───── Information provided ─────

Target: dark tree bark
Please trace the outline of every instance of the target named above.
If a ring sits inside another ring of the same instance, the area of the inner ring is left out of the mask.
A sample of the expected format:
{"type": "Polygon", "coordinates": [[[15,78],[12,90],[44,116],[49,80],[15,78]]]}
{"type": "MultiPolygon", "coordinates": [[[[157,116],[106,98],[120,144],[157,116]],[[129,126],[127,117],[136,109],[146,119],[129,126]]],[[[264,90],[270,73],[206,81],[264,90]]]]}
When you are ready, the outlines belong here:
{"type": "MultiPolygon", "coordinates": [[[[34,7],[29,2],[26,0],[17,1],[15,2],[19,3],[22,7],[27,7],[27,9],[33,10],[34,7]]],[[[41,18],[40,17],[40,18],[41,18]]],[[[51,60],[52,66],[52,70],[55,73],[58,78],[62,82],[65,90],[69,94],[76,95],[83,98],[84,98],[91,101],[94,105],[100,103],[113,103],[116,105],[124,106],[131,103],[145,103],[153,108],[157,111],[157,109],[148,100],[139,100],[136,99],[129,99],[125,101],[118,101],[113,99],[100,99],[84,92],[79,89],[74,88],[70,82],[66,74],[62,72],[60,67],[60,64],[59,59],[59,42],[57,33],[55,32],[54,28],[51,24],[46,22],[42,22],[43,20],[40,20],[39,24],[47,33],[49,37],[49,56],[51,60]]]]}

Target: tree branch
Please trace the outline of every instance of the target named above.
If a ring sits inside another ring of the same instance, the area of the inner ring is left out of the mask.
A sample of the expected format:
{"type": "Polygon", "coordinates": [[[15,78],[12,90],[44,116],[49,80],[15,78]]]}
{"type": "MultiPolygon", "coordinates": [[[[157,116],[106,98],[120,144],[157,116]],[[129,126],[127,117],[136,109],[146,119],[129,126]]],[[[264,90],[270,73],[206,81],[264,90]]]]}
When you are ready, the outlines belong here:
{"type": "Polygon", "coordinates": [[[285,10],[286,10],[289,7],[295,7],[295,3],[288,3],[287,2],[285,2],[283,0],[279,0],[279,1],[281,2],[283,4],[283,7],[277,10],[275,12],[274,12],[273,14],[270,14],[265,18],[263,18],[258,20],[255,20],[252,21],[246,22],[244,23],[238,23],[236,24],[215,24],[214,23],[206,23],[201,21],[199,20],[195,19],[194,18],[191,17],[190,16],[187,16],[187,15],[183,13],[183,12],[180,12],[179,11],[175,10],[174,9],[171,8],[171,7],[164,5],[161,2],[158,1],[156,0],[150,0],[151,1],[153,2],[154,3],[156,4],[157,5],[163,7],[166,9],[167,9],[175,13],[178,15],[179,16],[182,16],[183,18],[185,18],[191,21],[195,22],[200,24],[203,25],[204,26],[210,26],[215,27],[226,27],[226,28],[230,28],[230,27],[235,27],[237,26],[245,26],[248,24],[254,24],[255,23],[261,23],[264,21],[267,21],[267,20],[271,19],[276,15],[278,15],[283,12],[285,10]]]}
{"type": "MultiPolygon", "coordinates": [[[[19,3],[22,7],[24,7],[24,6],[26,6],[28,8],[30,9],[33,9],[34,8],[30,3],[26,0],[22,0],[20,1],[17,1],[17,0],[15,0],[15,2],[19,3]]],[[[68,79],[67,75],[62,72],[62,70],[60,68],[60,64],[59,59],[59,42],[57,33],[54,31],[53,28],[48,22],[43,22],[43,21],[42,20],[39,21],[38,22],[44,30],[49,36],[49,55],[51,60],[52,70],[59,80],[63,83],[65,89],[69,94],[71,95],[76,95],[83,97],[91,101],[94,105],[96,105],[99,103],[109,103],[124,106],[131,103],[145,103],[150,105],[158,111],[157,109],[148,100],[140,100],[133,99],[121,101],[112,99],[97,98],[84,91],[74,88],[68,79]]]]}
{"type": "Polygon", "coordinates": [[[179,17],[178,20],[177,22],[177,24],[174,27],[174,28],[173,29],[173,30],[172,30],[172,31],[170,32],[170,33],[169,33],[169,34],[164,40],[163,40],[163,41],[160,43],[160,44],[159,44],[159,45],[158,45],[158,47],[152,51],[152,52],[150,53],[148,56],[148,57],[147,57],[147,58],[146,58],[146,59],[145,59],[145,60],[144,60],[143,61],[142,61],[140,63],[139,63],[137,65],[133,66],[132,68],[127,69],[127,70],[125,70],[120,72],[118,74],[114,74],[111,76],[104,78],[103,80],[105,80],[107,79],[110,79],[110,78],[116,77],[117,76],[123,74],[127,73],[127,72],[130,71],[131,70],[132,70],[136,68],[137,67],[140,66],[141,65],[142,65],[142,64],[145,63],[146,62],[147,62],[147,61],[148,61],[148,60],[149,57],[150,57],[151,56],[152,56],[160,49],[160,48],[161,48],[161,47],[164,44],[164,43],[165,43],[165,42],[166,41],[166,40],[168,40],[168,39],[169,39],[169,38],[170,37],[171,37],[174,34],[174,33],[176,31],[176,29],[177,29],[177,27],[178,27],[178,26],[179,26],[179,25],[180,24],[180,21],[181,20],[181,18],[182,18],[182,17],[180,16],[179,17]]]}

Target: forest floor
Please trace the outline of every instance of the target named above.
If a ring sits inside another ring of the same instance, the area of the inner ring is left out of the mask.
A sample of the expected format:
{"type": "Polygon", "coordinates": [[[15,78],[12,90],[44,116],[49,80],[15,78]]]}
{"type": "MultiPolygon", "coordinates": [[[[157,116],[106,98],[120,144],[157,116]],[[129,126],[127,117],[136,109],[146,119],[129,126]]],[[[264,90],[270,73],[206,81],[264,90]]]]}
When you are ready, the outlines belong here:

─────

Stated task: Copy all of the lines above word for word.

Answer to this task:
Target: dark tree bark
Please trace the outline of every instance of the target named above.
If a ring sits inside another ring of the same instance, the area of the inner ring is left out of the mask.
A sample of the expected format:
{"type": "Polygon", "coordinates": [[[15,78],[12,90],[44,116],[49,80],[15,78]]]}
{"type": "MultiPolygon", "coordinates": [[[[157,116],[106,98],[120,144],[157,116]],[[129,126],[127,117],[136,109],[146,119],[129,126]]],[[[264,90],[270,73],[206,81],[264,90]]]]}
When you are ready, the outlines belong here:
{"type": "MultiPolygon", "coordinates": [[[[34,7],[29,2],[26,0],[17,1],[15,2],[19,3],[22,7],[27,7],[27,9],[33,10],[34,7]]],[[[41,18],[40,17],[40,18],[41,18]]],[[[51,60],[52,66],[52,70],[55,73],[58,78],[62,82],[65,90],[69,94],[76,95],[83,98],[84,98],[91,101],[94,105],[100,103],[113,103],[116,105],[124,106],[131,103],[145,103],[153,108],[157,111],[157,109],[148,100],[139,100],[136,99],[129,99],[125,101],[118,101],[113,99],[100,99],[84,92],[79,89],[74,88],[70,82],[66,74],[62,72],[60,67],[60,64],[59,59],[59,42],[57,33],[55,32],[54,28],[51,24],[46,22],[42,22],[43,20],[40,20],[39,24],[47,33],[49,37],[49,56],[51,60]]]]}

Target: tree branch
Please trace the outline of every instance of the target named above.
If a ring sits inside another ring of the same instance, the area of the inner ring is left out of the mask.
A sample of the expected format:
{"type": "Polygon", "coordinates": [[[15,78],[12,90],[44,116],[49,80],[15,78]]]}
{"type": "MultiPolygon", "coordinates": [[[[157,116],[106,98],[120,144],[157,116]],[[129,126],[127,117],[136,109],[146,119],[129,126]]],[[[264,90],[270,73],[206,81],[264,90]]]]}
When you are ready, the outlines belong here:
{"type": "Polygon", "coordinates": [[[285,10],[286,10],[289,7],[295,7],[295,3],[288,3],[287,2],[285,2],[283,0],[279,0],[279,1],[281,2],[283,4],[283,7],[277,10],[275,12],[274,12],[273,14],[270,14],[265,18],[263,18],[258,20],[255,20],[252,21],[246,22],[244,23],[238,23],[236,24],[215,24],[214,23],[206,23],[201,21],[199,20],[195,19],[194,18],[191,17],[190,16],[187,16],[187,15],[183,13],[183,12],[180,12],[179,11],[175,10],[174,9],[171,8],[171,7],[164,5],[161,2],[158,1],[156,0],[150,0],[151,1],[153,2],[154,3],[156,4],[157,5],[163,7],[166,9],[167,9],[175,13],[178,15],[179,16],[182,16],[183,18],[185,18],[191,21],[195,22],[200,24],[203,25],[204,26],[210,26],[215,27],[226,27],[226,28],[230,28],[230,27],[235,27],[237,26],[245,26],[248,24],[254,24],[255,23],[261,23],[264,21],[267,21],[267,20],[271,19],[276,15],[278,15],[283,12],[285,10]]]}
{"type": "MultiPolygon", "coordinates": [[[[19,3],[22,7],[24,7],[24,6],[26,6],[28,8],[30,9],[33,9],[34,8],[30,3],[26,0],[22,0],[20,1],[17,1],[17,0],[15,0],[15,2],[19,3]]],[[[68,79],[67,75],[62,72],[62,70],[60,68],[60,64],[59,59],[59,42],[57,33],[54,31],[53,28],[48,22],[43,22],[43,21],[42,20],[39,21],[38,22],[44,30],[49,36],[49,55],[51,60],[52,70],[59,80],[63,83],[65,89],[69,94],[71,95],[76,95],[83,97],[91,101],[94,105],[96,105],[99,103],[109,103],[124,106],[131,103],[145,103],[150,105],[158,111],[157,109],[148,100],[140,100],[133,99],[121,101],[112,99],[97,98],[84,91],[74,88],[68,79]]]]}
{"type": "Polygon", "coordinates": [[[179,17],[178,20],[177,22],[177,24],[174,27],[174,28],[173,29],[173,30],[172,30],[172,31],[170,32],[170,33],[169,33],[169,34],[164,40],[163,40],[163,41],[160,43],[160,44],[159,44],[159,45],[158,45],[158,47],[152,51],[152,52],[150,53],[148,56],[148,57],[147,57],[147,58],[146,58],[146,59],[145,59],[145,60],[144,60],[143,61],[142,61],[140,63],[139,63],[137,65],[133,66],[132,68],[127,69],[127,70],[125,70],[120,72],[118,74],[114,74],[111,76],[104,78],[103,80],[105,80],[107,79],[110,79],[110,78],[116,77],[117,76],[123,74],[127,73],[127,72],[130,71],[131,70],[132,70],[136,68],[137,67],[140,66],[141,65],[142,65],[142,64],[145,63],[146,62],[147,62],[147,61],[148,61],[148,60],[149,57],[150,57],[151,56],[152,56],[160,49],[160,48],[161,48],[161,47],[164,44],[164,43],[165,43],[165,42],[166,41],[166,40],[168,40],[168,39],[169,39],[169,38],[170,37],[171,37],[174,34],[174,33],[176,31],[176,29],[177,29],[177,27],[178,27],[178,26],[179,26],[179,25],[180,24],[180,21],[181,20],[181,18],[182,18],[182,17],[180,16],[179,17]]]}

Target: forest floor
Please trace the outline of every instance of the target named above.
If a ring sits inside another ring of the same instance, the area of the inner ring is left out of the mask.
A sample of the expected format:
{"type": "Polygon", "coordinates": [[[15,78],[12,90],[44,116],[49,80],[15,78]]]}
{"type": "MultiPolygon", "coordinates": [[[[157,116],[106,98],[120,144],[157,116]],[[129,126],[127,117],[136,109],[146,119],[129,126]]],[[[264,90],[270,73],[206,81],[264,90]]]]}
When you are ready, the outlines belong here:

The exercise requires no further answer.